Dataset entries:
----------------------------------------
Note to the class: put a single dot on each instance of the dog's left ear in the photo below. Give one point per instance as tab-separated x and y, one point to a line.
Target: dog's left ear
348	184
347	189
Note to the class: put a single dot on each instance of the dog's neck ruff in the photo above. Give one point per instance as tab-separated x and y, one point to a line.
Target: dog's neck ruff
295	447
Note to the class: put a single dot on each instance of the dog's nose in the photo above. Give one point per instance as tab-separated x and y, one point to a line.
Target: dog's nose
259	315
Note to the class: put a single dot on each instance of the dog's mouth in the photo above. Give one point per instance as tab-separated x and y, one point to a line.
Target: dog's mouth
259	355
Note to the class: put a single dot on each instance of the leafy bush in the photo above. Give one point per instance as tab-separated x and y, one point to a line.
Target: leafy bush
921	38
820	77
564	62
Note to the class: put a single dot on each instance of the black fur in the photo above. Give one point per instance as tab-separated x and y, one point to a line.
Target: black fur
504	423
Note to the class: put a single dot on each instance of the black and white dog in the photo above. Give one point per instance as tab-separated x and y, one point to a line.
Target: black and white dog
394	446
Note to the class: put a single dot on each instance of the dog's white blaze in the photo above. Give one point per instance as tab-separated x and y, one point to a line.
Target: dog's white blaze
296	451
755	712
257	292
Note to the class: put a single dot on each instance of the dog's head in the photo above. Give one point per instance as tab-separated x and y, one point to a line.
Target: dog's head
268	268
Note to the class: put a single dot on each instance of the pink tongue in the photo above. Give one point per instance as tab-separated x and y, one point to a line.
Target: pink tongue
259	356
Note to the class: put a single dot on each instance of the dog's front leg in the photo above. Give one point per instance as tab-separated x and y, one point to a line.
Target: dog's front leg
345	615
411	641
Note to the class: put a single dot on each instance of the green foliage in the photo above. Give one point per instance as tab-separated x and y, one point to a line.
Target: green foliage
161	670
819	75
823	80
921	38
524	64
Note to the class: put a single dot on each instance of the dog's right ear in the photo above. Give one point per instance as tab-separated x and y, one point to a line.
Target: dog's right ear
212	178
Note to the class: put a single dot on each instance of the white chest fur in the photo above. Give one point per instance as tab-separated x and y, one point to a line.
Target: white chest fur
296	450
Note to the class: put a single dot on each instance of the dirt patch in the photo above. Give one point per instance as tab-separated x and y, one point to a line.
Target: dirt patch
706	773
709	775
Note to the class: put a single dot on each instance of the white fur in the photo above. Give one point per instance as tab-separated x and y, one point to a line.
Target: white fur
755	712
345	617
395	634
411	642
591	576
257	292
----------------------------------------
→ TASK BRIEF:
Put each line of the entries above into a JSON list of strings, one string per line, with blank lines left out.

→ OUTPUT OF THE EXERCISE:
[
  "Note to the class: put a single dot on each instance of the dog's left ear in the photo below. Give one point per instance as tab-separated x and y, one point to a line.",
  "Target: dog's left ear",
  "348\t184",
  "347\t189",
  "Note to the class: put a single dot on each instance of the dog's neck ruff in the photo above. Give one point per instance as tab-separated x and y, one point to a line.",
  "Target: dog's neck ruff",
  "295\t447",
  "Note to the class: put a single dot on each instance of the dog's nose in the photo above. Give one point per instance as tab-separated x and y, one point to a line.",
  "Target: dog's nose",
  "259\t315",
  "Note to the class: put a single dot on each instance of the dog's mouth in the photo above. Give one point per instance as tab-separated x and y, one point to a line.",
  "Target: dog's mouth",
  "259\t355",
  "Note to the class: put a single dot on each instance of the leafy bush in the photo above. Give one point per instance as tab-separated x and y, one point to a line.",
  "Target: leafy bush",
  "921\t38",
  "820\t77",
  "564\t62",
  "Note to the class: put a single dot on each instance of the black fur in the photo above. Give one point per instance as tab-separated x and y, one point to a line.",
  "Target: black fur",
  "504\t423",
  "Note to the class: put a single dot on each instance of the black and white dog in the photo above. Give one point per instance as tab-separated x and y, one point to a line.",
  "Target: black and white dog",
  "394\t446",
  "Note to the class: put a single dot on each instance of the dog's white blaze in the photo above. Give one point per instance as tab-separated x and y, one point to a line.",
  "Target: dog's white blaze",
  "296\t451",
  "755\t712",
  "257\t292",
  "Note to the class: put a single dot on each instance of the dog's head in the photo above. Give one point per instance as tab-separated x and y, one point to a line.",
  "Target: dog's head",
  "268\t268",
  "Note to the class: put a single dot on each instance of the pink tongue in the photo above. Give one point per instance as tab-separated x and y, one point to a line.",
  "Target: pink tongue",
  "259\t356",
  "Note to the class: put a single dot on each instance of the dog's front leg in the photo above. Give one point per instance as tab-separated x and y, one point to a line.",
  "Target: dog's front leg",
  "345\t615",
  "411\t641",
  "Note to the class: put a single dot on each instance of the green foliage in the photo above. Give one point per instance as tab-separated x and y, one point to a line.",
  "Target: green foliage",
  "161\t670",
  "819\t75",
  "823\t80",
  "921\t38",
  "524\t64",
  "Note to the class: put a single dot on each instance of the dog's right ear in the photo above. Give one point per instance as tab-separated x and y, one point to a line.",
  "Target: dog's right ear",
  "212\t178",
  "Note to the class: put a single dot on each instance of the white chest fur in the photo above. Give one point per instance as tab-separated x and y, one point to a line.",
  "Target: white chest fur",
  "296\t450",
  "Note to the class: put a single dot on each instance of the dirt patch in the photo above. Give one point per instance as tab-separated x and y, one point to a line.",
  "Target: dirt patch",
  "706\t773",
  "709\t775",
  "Note to the class: put a single dot on each instance of the white fur in the photo above. Give one point per instance as tab-separated x and y, one point to a line.",
  "Target: white fur",
  "755\t712",
  "345\t617",
  "395\t634",
  "411\t642",
  "591\t576",
  "257\t292"
]